Source ▸
——

In the event of a material restatement of the Company’s financial results, the Board believes it would be appropriate to review the circumstances that caused the restatement and to determine whether there should be a recovery of a bonus or incentive payment paid to any executive officer. As part of any review, it would be appropriate to consider whether any cash or equity compensation was awarded on the basis of having achieved specified performance targets, whether such compensation would have been reduced had the financial results been properly reported and whether an executive officer engaged in misconduct that contributed to the restatement. Misconduct includes violations of the Company’s Code of Conduct or policies or any failure to act (whether due to intentional conduct or error) that could reasonably be expected to cause financial or reputational harm to the Company.

Depending on the outcome of a review, appropriate action could include actions such as termination of employment, reducing compensation in the year the restatement was made, seeking repayment of any cash bonuses received for the period restated, or adjusting, modifying or canceling any equity compensation awarded or earned for the period restated. Consideration may also be given to whether or not any one or more of such actions should be extended to employees other than executive officers. For purposes of this policy, executive officer means any officer who is a member of the Company’s Executive Leadership Group.

12. Annual Performance Evaluation

The Corporate Governance and Nominating Committee will conduct an annual Board self-evaluation to determine whether it and its committees are functioning effectively. The Corporate Governance & Nominating Committee will receive comments from all Directors and report annually to the Board with an assessment of the Board’s performance. This will be discussed with the full Board following the end of each fiscal year. The assessment will focus on the Board’s contribution to the Company and specifically focus on areas in which the Board or management believes that the Board could improve.

13.   Code of Business Conduct and Ethics

The Company will have a comprehensive Code of Business Conduct and Ethics that address among other things, the following topics: working with integrity; personal conduct; honesty and fair dealing; compliance with laws, rules and regulations (including federal securities laws); conflicts of interest; corporate opportunities; protection and proper use of Company assets; protecting confidential information; and the reporting of any illegal or unethical behavior. Each Director is expected to be familiar with and to follow the Code of Conduct to the extent applicable to them.

——

Your tasks ▸
- A) According to the governance guidelines, why does the Corporate Governance and Nominating Committee conduct an annual Board self-evaluation? Answer in one to three sentences.
- B) In the governance guidelines, who counts as an executive officer for purposes of the restatement policy?
- C) Copy word for word the part of the governance guidelines starting at "12. Annual Performance Evaluation" and ending at "Board could improve.".

Extracted entries ▸
——

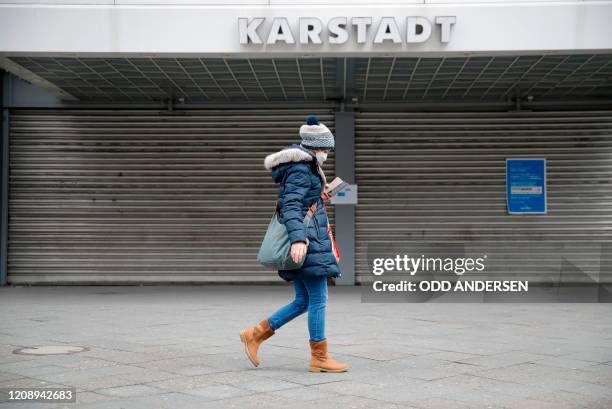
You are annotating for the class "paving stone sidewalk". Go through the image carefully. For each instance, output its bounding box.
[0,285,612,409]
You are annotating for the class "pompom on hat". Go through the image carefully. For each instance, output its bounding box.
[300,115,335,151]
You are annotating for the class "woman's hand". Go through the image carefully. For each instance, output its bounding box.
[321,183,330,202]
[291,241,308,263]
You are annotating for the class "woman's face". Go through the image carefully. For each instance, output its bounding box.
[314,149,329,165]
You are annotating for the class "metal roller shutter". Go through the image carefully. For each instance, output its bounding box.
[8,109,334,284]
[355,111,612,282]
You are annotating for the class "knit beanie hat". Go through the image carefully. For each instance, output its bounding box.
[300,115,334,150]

——

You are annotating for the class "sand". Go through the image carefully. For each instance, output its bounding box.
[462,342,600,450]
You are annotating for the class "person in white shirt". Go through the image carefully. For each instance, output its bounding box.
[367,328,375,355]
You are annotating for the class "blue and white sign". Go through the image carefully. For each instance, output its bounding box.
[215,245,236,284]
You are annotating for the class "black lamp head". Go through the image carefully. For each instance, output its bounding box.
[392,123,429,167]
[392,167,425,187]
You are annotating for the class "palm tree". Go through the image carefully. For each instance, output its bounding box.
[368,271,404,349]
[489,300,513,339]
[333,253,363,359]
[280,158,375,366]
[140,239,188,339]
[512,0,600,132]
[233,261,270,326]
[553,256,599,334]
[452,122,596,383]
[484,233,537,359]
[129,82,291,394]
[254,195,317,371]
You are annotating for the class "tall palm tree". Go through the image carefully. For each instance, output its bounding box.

——

Results for each task ▸
- A) The committee conducts it to determine whether the Board and its committees are functioning effectively. The resulting assessment focuses on the Board's contribution to the Company and on areas where the Board or management believes the Board could improve.

- B) Any officer who is a member of the Company's Executive Leadership Group.

- C)
12. Annual Performance Evaluation

The Corporate Governance and Nominating Committee will conduct an annual Board self-evaluation to determine whether it and its committees are functioning effectively. The Corporate Governance & Nominating Committee will receive comments from all Directors and report annually to the Board with an assessment of the Board’s performance. This will be discussed with the full Board following the end of each fiscal year. The assessment will focus on the Board’s contribution to the Company and specifically focus on areas in which the Board or management believes that the Board could improve.